Provided text =>

______________________________

During my adolescent afternoons playing one-on-one stickball in the East School playground, the dolphin served as our first base foul line. My favorite ground rule was if you hit it under the dolphin's snout, it was fair. If you hit it under the tail or over the dolphin altogether, foul. Hitting the dolphin created a matter open to interpretation.
Third base foul line was the staircase that led into the cafeteria. Single was a ball that you didn't pick up within the fair confines of the playground. Double went over the short chain link fence out onto Neptune Boulevard. Home run went into the front yard of the house across the street. Triples didn't seem to exist.
If there was festering uncertainty on what happened to a batted ball, there'd be lots of arguing. Me and my stickball cohort were such lousy hitters that if we actually got a piece of the fuzzy yellow sphere (we used tennis balls in Long Beach, not the Spaldeens of urban legend), we wanted credit for accomplishing something. If one of us was sure a ball should have been a double and the other thought it went foul, maybe, after exhausting our junior high debating skills and threatening to go home, we would have split the difference, called it a single and kept playing.
It's not like we had anything better to do.
The bottom of the third at Shea today was East School writ large. In front of a makeup crowd relatively comparable to the two second-graders who might linger at our flailings before opting for the see-saw, a Major League umpiring crew applied schoolyard logic to their own fair/foul dispute.
Beltran on third, Delgado on first, Wright up. He lines one in the vicinity of the third base bag. It takes a funny bounce. Obviously it hit the bag, obviously Beltran will score, obviously it's a two-base hit for Wright, second and third.
Is not.
Is so.
Is not!
Is so!
IS NOT.
IS SO.
IS NOT!
IS SO!
IS NOT!!
IS SO!!
IS NOT!!!
IS SO!!!
Given the umpiring acumen associated with Randy Marsh (the third base official who displayed such a creative strike zone Saturday night) and Angel Hernandez (behind home plate and generally a more reliable Met villain than Pat Burrell and Ryan Howard combined), anything could have happened and anything did.
Marsh called it foul.
Manny Acta pointed. The ball took a crazy hop right there at the bag. How could have it not hit third base? But Marsh wouldn't budge. The replay wasn't definitive. Gary and Ron thought maybe there was a rock or spike mark, because it didn't necessarily seem to make contact with the bag...nah, it had to, it was too close. Willie came out to have a word. Marsh consented to a conference with his fellow umps. The only man in blue who could have seen the ball was Hernandez. Another replay showed the third baseman, Abraham Nuñez, probably blocked Marsh's view.

______________________________

Given data =>

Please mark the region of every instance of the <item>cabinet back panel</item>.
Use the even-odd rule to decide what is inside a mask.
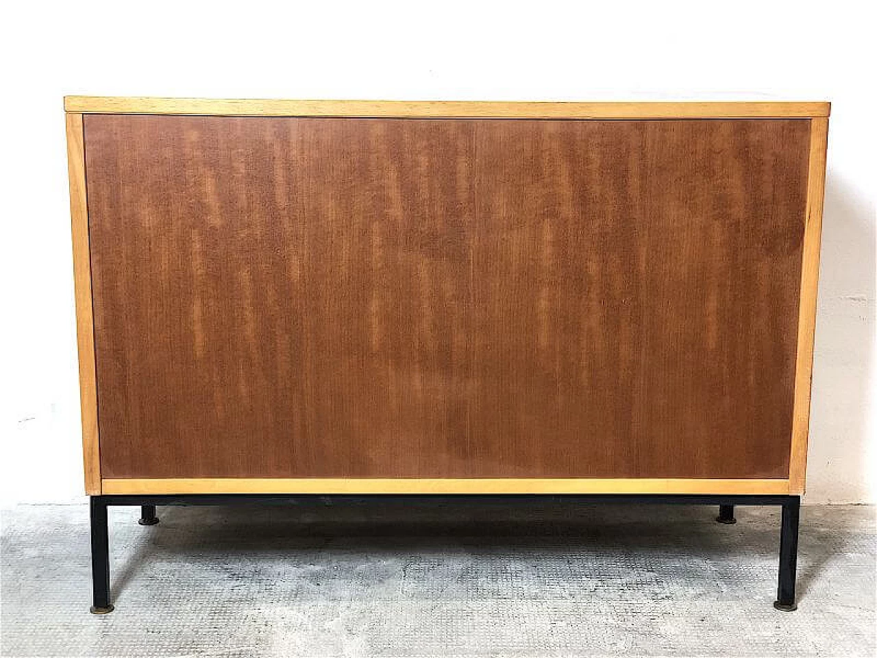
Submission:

______________________________

What this task involves => Carry on the essay about the disputed fair/foul call at Shea, writing the next part after its final sentence.

Task answer =>
The umps caucused. Willie waited. Charlie Manuel emerged. Much talmudic scholarship was swapped (Ron noticed the umps covered their mouths the way a pitcher would in going over signals with his catcher). White smoke was released into the sky. Marsh, likely relying on Hernandez's sudden bout of judgment, told Randolph something. Randolph hung around. He told Manuel something. Manuel chatted more than argued. Manuel kept chatting — chatting a little too much, apparently. Marsh rather lethargically raised his right arm in the ol' heave-ho. Manuel loped out of sight.
The decision: Beltran, you trot home from third. Delgado, you head to second. Wright, you're no longer in a slump, go stand at first. Carlos D was thoughtful enough to wait before advancing so he could give David a little fist knock of congratulations.
What the hell was that?
We've seen a jillion lousy fair/foul calls in our lives, but most of them are of the whaddayagonnado? variety. Balls that wrap the fair pole (of course it's the FAIR pole, it's a FAIR ball!) are occasionally challenged and once in a blue moon reversed. But a ball hit down the line that was obviously going for a double first called wrong and then called a single? There was no interference, there was just a mistake. It was then corrected with Solomonic wisdom, the kind you never see in the big leagues, the kind we often resorted to in order to keep from killing each other at East School.
Double? Foul?
Ah, call it a single and let's keep playing.
It didn't feel quite right but it wasn't all wrong. We did get a run and a runner out of it. Green and Woodward made sure everybody who deserved to score eventually scored. And we won, plugged the hole in the schedule, finished with the Phillies as far as we can tell, reached 31 games above .500 for the first time since Leiter two-hit the Reds on 10/4/99, extended our lead to 15-1/2 for the first time since '86 and whittled our Number of Numbers to a Magical 18.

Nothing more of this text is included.